● **Page extract**
[START]
What is the significance of the toad in Tuck Everlasting?
The toad in Tuck Everlasting symbolizes Winnie's unreadiness to grow up, including her hesitance about becoming immortal. Winnie chooses to confide in the toad when she is feeling lonely as there is no one else to talk to. However, she betrays her friendship with the toad when she uses the vial of magic spring water on the toad, rather than herself. The toad also represents Winnie's fear of humans becoming immortal and by giving the spring water to the toad, she demonstrates that humans are not ready for such responsibilities that may come with becoming immortal.
Do you think Winnie chose wisely when she decided not to drink the spring water?
I think that she did choose wisely. Tuck explained the cycle of life to her, and she knew that removing herself from the cycle of birth and death could have major consequences. Additionally, a major part of the reason that she was considering drinking the water was to marry Jesse, but she had only known him for a very short time. If they had married, she would be spending eternity with someone she barely knew. Lastly, if she had chosen to marry Jesse, they would probably have never had children - recall Miles saying that it was unnatural for the children to appear to be older than their parents. As the reader learns when the Tucks find Winnie’s tombstone, she did go on to have children, so foregoing this to spend eternity with Jesse may have been extremely unpleasant for her.
What is the significance of the motif of the wheel in the novel?
In the beginning, the author describes the characters as being like spokes in a wheel. In the middle, Tuck describes the cycle of birth and death on the pond as resembling a wheel. At the end, the immortal toad that Winnie gave the spring water to narrowly avoids being crushed by the wheel of the Tuck's cart.
The wheel symbolizes the cycle of life, which is always moving and never stops. Just like a wheel rolls up, people and animals are born, and just like a wheel rolls down, they eventually die. Yet the turning of a wheel isn't cause for mourning or sadness, because all wheels eventually turn to where they were before. Only the Tucks are removed from this cycle because of their immortality.
What kinds of foreshadowing techniques does the author use?
Especially in the early chapters of the book, the author makes references to secrets and future events that will cause regrets. For example, on page 4 of the Prologue, the author writes "All wheels must have a hub. A Ferris wheel has one, as the sun is the hub of the wheeling calendar. Fixed points they are, and best led undisturbed, for without them, nothing holds together. But sometimes people find this out too late." This description suggests that the characters previously introduced - the young girl, the woman riding to meet her sons, and the man in the yellow suit - will soon encounter the unexpected. This creates tension and interest for the reader.
Babbitt also introduces seemingly normal people and places - such as the Tucks or the spring by the big tree - and then gives us some special information about them, such as the fact that the spring conceals a secret that if it was discovered would make the earth "tremble on its axis like a beetle on a pin" (p. 8) or that the Tucks have not aged in over eighty years. These elements raise the immediate question of how such remarkable things came to be, and suggest that the narrative will eventually move to explain them.
[END]
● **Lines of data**
[START]
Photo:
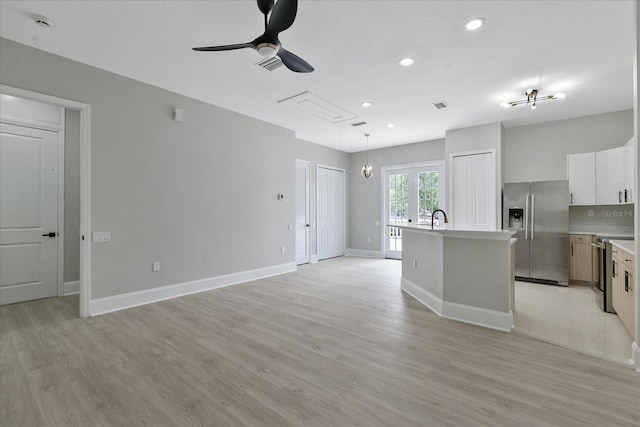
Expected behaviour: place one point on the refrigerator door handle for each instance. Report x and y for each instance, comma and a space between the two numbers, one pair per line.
533, 212
526, 218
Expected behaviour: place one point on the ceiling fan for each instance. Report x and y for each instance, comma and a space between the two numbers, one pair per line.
278, 16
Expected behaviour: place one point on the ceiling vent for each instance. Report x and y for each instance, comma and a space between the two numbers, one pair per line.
270, 63
319, 107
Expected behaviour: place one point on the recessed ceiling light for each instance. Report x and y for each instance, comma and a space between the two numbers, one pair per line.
405, 62
474, 24
43, 21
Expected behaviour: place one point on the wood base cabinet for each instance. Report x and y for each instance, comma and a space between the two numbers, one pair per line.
582, 266
623, 297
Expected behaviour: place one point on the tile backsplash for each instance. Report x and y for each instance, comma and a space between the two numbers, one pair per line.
602, 219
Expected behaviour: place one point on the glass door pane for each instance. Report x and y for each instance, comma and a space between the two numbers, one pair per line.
411, 196
397, 211
428, 196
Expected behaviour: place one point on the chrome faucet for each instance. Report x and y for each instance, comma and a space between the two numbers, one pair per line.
443, 213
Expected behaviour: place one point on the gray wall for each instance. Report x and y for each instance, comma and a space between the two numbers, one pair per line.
321, 155
366, 194
198, 196
72, 196
539, 152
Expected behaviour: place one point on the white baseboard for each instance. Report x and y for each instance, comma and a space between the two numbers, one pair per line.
363, 253
134, 299
478, 316
427, 299
463, 313
70, 288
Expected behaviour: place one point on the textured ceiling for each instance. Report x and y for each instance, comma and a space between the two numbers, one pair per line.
582, 48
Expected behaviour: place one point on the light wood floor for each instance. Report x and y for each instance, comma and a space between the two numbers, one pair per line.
334, 344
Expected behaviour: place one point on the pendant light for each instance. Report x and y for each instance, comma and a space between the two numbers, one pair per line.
367, 169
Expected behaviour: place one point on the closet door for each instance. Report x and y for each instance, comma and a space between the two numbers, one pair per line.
474, 192
330, 212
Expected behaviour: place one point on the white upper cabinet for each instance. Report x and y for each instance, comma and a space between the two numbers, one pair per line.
602, 178
581, 173
610, 176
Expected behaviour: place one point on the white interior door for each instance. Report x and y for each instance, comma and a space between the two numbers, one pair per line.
474, 192
28, 213
330, 218
303, 255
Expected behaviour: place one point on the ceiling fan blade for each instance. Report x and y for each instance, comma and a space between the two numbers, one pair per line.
265, 6
294, 62
224, 47
282, 15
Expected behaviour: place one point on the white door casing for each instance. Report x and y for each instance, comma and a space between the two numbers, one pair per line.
85, 184
303, 255
474, 191
28, 213
331, 212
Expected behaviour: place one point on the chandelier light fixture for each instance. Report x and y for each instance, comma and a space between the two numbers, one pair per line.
367, 169
532, 99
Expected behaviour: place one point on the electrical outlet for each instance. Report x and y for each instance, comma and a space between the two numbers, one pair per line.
101, 236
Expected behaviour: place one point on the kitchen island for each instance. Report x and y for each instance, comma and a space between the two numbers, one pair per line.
462, 275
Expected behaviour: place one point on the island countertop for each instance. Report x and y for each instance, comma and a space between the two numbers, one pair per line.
462, 234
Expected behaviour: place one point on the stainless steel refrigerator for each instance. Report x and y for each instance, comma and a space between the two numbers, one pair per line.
539, 212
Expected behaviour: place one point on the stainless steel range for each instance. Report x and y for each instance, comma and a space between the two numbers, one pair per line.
604, 286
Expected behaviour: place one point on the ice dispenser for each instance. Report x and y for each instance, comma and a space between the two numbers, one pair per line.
516, 218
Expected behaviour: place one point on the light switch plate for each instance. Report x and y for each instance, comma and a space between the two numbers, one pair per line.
101, 236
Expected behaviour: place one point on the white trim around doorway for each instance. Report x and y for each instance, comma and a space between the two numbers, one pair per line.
85, 184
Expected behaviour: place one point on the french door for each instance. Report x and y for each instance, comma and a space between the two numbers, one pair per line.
411, 196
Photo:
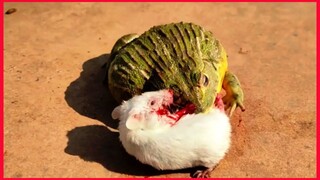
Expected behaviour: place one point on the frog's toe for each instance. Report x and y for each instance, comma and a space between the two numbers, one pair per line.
232, 103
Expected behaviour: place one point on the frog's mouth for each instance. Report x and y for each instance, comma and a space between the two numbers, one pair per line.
177, 108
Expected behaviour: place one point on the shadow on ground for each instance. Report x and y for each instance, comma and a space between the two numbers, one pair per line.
98, 144
88, 96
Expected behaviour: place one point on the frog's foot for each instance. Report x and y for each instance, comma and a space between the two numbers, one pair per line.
234, 94
219, 102
121, 42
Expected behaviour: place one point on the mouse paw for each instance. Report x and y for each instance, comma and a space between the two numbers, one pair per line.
202, 173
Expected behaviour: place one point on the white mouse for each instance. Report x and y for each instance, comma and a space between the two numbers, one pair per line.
168, 142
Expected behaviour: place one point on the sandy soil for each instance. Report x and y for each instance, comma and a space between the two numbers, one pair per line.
57, 111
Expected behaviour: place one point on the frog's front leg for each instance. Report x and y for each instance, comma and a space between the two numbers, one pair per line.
121, 42
234, 94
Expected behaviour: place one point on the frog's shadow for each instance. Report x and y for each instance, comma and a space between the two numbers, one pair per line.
89, 96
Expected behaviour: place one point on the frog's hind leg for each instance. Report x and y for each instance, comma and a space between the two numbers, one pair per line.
121, 42
234, 94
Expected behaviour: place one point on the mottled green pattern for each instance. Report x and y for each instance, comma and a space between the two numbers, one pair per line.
181, 56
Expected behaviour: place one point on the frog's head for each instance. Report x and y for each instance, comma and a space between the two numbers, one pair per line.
204, 90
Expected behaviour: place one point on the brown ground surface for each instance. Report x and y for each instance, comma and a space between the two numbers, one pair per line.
57, 112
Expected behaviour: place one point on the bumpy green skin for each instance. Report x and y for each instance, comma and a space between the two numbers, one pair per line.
180, 56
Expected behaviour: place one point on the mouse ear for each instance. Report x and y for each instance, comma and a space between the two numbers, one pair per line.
134, 120
116, 112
[END]
● **Directive A**
List every question that the Tuck Everlasting discussion poses.
● **Directive B**
Print the Tuck Everlasting discussion word for word, starting at "Babbitt also introduces" and ending at "to explain them.".
● **Directive C**
Carry on the Tuck Everlasting discussion from the point where it stops.
The entries have no role in this work.

● **Reply A**
- What is the significance of the toad in Tuck Everlasting?
- Do you think Winnie chose wisely when she decided not to drink the spring water?
- What is the significance of the motif of the wheel in the novel?
- What kinds of foreshadowing techniques does the author use?

● **Reply B**
Babbitt also introduces seemingly normal people and places - such as the Tucks or the spring by the big tree - and then gives us some special information about them, such as the fact that the spring conceals a secret that if it was discovered would make the earth "tremble on its axis like a beetle on a pin" (p. 8) or that the Tucks have not aged in over eighty years. These elements raise the immediate question of how such remarkable things came to be, and suggest that the narrative will eventually move to explain them.

● **Reply C**
How has immortality affected the relationships of the Tuck family?
The Tucks, fortunately, remain a loving and happy family. However, they do carry some sadness about their immortality and the fact that it limits their possibilities for relationships outside of the family unit. For example, Tuck is very clear in saying that he does not enjoy immortality, though he does seem to take happiness in the presence of his wife and sons. Miles misses his wife and children, who left him when it became clear that they did not age. Even Jesse, who sees his immortality mainly as an opportunity for enjoyment, seems to long for a wife.
The Tuck family accepts that the two sons will want to make their own way in the world, but they insist on a family reunion every August near the tree. This allows the family to maintain a close relationship even when they are far apart.
Mae kills the man in yellow, but remains a sympathetic character. Why is this?
When the man in the yellow suit says he's going to force Winnie to drink some of the spring water, Mae grabs her husband's gun and hits him on the head. She doesn't attack the man when he discusses his plot to sell the water, but rather only when he directly threatens Winnie. Moreover, she doesn't use the gun to shoot the man, only to hit him, which suggests that she aimed to disarm him rather than kill him. Lastly, Winnie imagines Mae feeling serious guilt for killing the man; it is not clear to the reader that Mae feels this, but given her character, it is likely that she does feel guilty.
Do you think that the Tucks did the right thing by "kidnapping" Winnie?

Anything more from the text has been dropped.